Dataset entries:
════════

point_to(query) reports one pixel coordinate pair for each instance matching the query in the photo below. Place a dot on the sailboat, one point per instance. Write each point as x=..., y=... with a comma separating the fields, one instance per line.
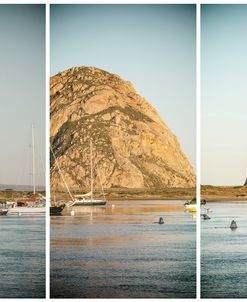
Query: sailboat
x=30, y=205
x=83, y=199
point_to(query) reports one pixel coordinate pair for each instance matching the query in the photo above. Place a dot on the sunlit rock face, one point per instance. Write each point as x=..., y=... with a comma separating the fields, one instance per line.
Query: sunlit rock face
x=132, y=146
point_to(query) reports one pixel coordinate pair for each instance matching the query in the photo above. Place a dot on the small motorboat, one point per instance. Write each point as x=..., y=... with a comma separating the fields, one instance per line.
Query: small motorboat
x=205, y=217
x=190, y=206
x=57, y=209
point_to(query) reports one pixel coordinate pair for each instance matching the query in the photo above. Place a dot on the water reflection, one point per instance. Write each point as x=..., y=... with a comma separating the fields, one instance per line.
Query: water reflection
x=224, y=251
x=119, y=251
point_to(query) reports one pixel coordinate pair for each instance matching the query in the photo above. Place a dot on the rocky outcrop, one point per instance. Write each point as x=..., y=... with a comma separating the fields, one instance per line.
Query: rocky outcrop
x=132, y=146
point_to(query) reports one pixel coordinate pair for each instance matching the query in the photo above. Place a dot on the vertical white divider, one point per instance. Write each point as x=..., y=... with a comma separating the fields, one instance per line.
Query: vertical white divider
x=198, y=148
x=47, y=73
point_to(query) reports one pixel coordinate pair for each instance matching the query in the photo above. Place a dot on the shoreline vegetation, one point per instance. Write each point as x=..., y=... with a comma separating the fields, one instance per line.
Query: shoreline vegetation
x=210, y=193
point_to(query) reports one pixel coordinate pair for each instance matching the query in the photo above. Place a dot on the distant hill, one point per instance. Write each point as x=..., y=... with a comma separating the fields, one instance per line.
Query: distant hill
x=132, y=146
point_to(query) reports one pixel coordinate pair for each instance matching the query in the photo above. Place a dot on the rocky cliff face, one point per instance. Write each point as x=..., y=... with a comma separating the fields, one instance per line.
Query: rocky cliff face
x=132, y=147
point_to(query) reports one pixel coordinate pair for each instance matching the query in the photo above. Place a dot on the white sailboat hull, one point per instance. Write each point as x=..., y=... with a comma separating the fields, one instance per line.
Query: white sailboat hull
x=89, y=202
x=27, y=211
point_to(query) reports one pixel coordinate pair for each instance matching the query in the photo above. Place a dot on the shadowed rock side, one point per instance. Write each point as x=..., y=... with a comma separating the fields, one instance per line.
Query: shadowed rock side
x=132, y=147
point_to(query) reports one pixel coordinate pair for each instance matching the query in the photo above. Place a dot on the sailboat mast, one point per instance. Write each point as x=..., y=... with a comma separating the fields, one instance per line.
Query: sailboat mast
x=91, y=163
x=33, y=161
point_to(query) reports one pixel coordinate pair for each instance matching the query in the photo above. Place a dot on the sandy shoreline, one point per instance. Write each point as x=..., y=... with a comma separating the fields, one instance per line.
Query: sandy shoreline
x=229, y=194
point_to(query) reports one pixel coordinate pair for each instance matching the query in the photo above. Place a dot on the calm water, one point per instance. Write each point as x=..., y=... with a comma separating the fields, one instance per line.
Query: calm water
x=224, y=252
x=22, y=257
x=119, y=251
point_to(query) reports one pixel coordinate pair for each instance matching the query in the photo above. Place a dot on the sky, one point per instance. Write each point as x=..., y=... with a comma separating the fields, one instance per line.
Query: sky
x=22, y=93
x=153, y=46
x=224, y=94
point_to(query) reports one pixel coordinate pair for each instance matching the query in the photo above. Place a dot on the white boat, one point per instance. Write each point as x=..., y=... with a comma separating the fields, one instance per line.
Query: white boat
x=82, y=199
x=190, y=205
x=27, y=211
x=29, y=206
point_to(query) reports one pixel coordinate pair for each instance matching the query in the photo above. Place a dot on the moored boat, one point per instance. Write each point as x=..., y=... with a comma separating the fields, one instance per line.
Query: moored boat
x=3, y=212
x=190, y=206
x=57, y=209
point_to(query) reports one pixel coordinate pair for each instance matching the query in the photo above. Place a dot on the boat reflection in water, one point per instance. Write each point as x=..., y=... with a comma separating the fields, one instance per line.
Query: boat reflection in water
x=121, y=251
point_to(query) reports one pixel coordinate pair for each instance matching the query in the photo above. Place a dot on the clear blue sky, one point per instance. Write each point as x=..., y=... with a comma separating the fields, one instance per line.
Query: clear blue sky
x=224, y=94
x=22, y=93
x=153, y=46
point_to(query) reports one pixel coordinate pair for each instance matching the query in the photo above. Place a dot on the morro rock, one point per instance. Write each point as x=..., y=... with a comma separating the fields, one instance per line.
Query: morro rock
x=132, y=146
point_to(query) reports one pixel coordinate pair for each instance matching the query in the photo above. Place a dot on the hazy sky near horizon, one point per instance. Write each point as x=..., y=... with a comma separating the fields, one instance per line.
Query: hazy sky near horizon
x=224, y=94
x=22, y=93
x=153, y=46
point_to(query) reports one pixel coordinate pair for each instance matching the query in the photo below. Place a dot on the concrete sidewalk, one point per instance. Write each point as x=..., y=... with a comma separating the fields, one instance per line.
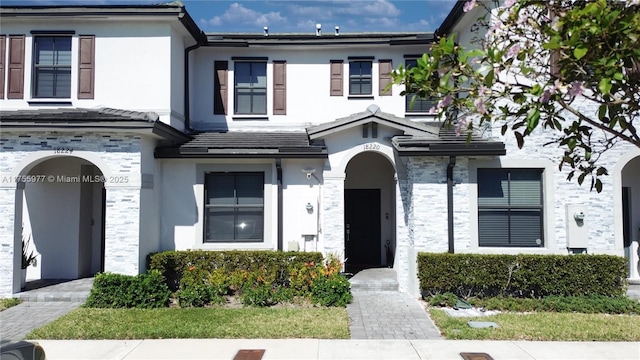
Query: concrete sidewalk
x=313, y=349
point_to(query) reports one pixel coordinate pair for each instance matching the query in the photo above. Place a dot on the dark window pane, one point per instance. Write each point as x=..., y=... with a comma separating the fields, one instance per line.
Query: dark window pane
x=525, y=187
x=235, y=207
x=52, y=66
x=525, y=228
x=220, y=189
x=250, y=87
x=63, y=83
x=44, y=82
x=510, y=207
x=249, y=224
x=220, y=224
x=493, y=227
x=249, y=189
x=493, y=188
x=360, y=78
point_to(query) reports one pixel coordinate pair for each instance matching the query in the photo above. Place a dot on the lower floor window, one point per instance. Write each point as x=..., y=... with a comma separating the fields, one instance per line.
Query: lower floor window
x=510, y=207
x=234, y=209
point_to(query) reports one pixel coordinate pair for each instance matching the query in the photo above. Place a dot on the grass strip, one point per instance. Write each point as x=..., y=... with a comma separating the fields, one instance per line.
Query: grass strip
x=7, y=303
x=197, y=323
x=542, y=326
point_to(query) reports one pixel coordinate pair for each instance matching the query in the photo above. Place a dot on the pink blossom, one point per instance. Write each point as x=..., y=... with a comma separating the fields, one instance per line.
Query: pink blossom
x=479, y=103
x=445, y=102
x=469, y=5
x=544, y=98
x=513, y=51
x=576, y=88
x=462, y=123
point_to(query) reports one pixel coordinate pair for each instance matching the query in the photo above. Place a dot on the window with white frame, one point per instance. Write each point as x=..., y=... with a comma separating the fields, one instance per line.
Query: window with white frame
x=250, y=81
x=360, y=77
x=234, y=207
x=51, y=67
x=510, y=208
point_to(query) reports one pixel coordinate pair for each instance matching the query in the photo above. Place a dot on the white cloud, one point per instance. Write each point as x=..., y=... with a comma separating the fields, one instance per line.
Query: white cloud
x=238, y=14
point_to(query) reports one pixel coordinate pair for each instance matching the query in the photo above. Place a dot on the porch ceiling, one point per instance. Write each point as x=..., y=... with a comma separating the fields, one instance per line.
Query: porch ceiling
x=79, y=119
x=373, y=114
x=246, y=144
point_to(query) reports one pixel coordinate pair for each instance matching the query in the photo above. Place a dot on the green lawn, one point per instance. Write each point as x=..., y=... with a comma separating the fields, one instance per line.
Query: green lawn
x=7, y=303
x=542, y=326
x=248, y=323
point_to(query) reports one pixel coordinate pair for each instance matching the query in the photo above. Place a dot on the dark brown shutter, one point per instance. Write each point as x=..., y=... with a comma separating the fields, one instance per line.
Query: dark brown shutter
x=384, y=69
x=336, y=78
x=220, y=87
x=15, y=89
x=279, y=88
x=3, y=44
x=86, y=66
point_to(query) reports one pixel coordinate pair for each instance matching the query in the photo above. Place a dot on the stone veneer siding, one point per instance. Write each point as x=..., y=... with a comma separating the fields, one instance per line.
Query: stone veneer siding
x=333, y=215
x=115, y=155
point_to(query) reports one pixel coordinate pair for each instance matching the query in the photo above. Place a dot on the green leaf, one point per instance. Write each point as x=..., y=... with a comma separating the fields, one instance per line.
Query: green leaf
x=605, y=86
x=488, y=79
x=581, y=178
x=532, y=119
x=580, y=52
x=519, y=139
x=598, y=185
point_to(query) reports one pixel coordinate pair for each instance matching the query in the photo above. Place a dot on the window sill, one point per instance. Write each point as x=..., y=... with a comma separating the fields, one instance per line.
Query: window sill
x=250, y=117
x=49, y=102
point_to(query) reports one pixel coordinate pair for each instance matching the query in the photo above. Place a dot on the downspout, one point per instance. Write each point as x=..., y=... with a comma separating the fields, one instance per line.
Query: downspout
x=187, y=121
x=450, y=166
x=280, y=204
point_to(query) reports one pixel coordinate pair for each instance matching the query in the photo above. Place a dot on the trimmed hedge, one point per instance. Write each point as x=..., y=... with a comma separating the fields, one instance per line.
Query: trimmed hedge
x=173, y=264
x=527, y=276
x=125, y=291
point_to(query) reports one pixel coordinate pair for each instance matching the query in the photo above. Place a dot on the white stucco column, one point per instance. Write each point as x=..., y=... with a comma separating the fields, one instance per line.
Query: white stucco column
x=122, y=230
x=405, y=256
x=10, y=256
x=333, y=215
x=634, y=262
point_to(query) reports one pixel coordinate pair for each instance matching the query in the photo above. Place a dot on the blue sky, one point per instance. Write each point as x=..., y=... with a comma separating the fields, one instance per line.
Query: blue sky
x=299, y=16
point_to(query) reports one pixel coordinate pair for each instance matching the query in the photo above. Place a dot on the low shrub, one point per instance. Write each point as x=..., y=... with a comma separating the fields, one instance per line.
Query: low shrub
x=594, y=304
x=443, y=300
x=197, y=289
x=533, y=276
x=124, y=291
x=278, y=264
x=254, y=277
x=331, y=290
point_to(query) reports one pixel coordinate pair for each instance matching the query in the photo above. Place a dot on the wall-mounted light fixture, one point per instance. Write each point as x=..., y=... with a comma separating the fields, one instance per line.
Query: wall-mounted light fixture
x=309, y=172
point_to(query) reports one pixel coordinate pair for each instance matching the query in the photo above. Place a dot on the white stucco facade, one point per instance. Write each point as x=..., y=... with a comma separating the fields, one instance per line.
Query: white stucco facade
x=144, y=137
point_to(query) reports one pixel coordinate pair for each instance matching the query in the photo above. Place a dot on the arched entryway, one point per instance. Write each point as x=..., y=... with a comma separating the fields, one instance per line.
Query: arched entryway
x=60, y=209
x=369, y=200
x=631, y=213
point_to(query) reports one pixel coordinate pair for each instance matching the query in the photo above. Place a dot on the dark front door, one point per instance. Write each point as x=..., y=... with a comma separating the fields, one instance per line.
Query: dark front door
x=362, y=229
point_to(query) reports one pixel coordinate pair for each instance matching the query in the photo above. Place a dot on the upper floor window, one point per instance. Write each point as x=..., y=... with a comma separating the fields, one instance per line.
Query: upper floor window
x=510, y=205
x=52, y=67
x=360, y=78
x=250, y=80
x=234, y=209
x=416, y=104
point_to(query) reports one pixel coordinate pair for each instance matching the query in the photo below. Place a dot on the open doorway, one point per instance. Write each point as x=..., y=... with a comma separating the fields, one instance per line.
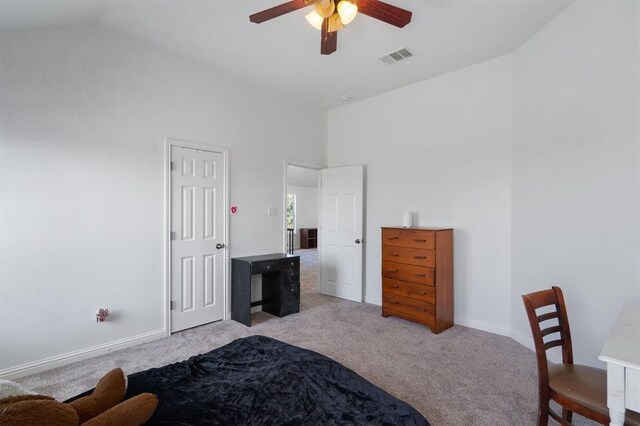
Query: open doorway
x=302, y=220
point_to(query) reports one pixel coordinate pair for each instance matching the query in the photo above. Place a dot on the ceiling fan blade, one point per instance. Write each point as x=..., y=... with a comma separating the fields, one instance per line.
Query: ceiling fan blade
x=329, y=42
x=385, y=12
x=279, y=10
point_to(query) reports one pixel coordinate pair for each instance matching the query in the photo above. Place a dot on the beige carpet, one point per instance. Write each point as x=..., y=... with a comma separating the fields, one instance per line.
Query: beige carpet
x=460, y=377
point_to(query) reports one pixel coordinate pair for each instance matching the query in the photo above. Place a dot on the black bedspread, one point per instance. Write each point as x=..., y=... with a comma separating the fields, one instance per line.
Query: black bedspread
x=261, y=381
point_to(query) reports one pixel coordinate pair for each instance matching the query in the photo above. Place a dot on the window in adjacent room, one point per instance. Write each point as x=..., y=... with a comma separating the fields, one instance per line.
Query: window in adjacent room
x=291, y=211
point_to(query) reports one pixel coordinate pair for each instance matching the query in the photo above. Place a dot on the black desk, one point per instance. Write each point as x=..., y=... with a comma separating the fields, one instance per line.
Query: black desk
x=280, y=285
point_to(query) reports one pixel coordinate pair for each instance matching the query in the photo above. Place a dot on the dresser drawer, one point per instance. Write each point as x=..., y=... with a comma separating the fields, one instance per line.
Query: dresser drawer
x=411, y=238
x=409, y=256
x=416, y=274
x=421, y=292
x=408, y=306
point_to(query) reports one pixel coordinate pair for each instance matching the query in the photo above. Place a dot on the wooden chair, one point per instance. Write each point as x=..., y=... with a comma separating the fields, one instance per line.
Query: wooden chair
x=577, y=388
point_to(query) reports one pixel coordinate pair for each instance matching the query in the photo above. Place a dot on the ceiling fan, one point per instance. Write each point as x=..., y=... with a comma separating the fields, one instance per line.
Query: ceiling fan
x=329, y=16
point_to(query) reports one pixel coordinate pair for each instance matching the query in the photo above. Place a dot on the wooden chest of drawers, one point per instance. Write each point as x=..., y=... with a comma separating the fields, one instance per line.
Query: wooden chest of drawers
x=417, y=275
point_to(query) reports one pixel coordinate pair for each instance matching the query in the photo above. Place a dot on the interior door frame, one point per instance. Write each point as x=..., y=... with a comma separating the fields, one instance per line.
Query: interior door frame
x=284, y=206
x=169, y=143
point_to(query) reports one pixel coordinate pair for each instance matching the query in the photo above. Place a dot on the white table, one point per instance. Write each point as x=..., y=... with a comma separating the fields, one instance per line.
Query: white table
x=622, y=355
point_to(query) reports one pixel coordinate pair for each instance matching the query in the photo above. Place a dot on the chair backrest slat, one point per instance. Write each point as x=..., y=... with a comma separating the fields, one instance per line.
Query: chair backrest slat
x=551, y=330
x=548, y=316
x=553, y=344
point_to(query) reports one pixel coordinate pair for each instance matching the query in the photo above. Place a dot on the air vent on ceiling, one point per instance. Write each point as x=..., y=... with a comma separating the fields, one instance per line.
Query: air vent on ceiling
x=397, y=56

════════

**What you will do:** In the entries above, find the line with "Query: shoreline vegetation" and the line with "on the shadowed", then restate word for word both of them and every line between, with nothing more.

**Response:**
Query: shoreline vegetation
x=210, y=193
point_to(query) reports one pixel coordinate pair for each instance matching the query in the photo above. Place a dot on the distant hill, one point per instance. Write each point as x=..., y=... with a comma separating the fields, one instance per line.
Query: distant hill
x=132, y=146
point_to(query) reports one pixel coordinate pair for each instance matching the query in the photo above. Place a dot on the rocky cliff face, one point per instance. Write each point as x=..., y=... with a comma separating the fields, one instance per line.
Query: rocky cliff face
x=132, y=147
point_to(query) reports one pixel coordinate pair for each instance matching the query in the photo above. Place a dot on the white sailboat hull, one point per instance. Write each point as x=..., y=... with a comma separating the fields, one instance per line.
Query: white sailboat hull
x=89, y=202
x=27, y=211
point_to(query) reports one pixel coordinate pair for each instance matching the query in the photo above. Place a dot on the shadowed rock side, one point per instance. Write each point as x=..., y=... with a comma separating the fields, one instance per line.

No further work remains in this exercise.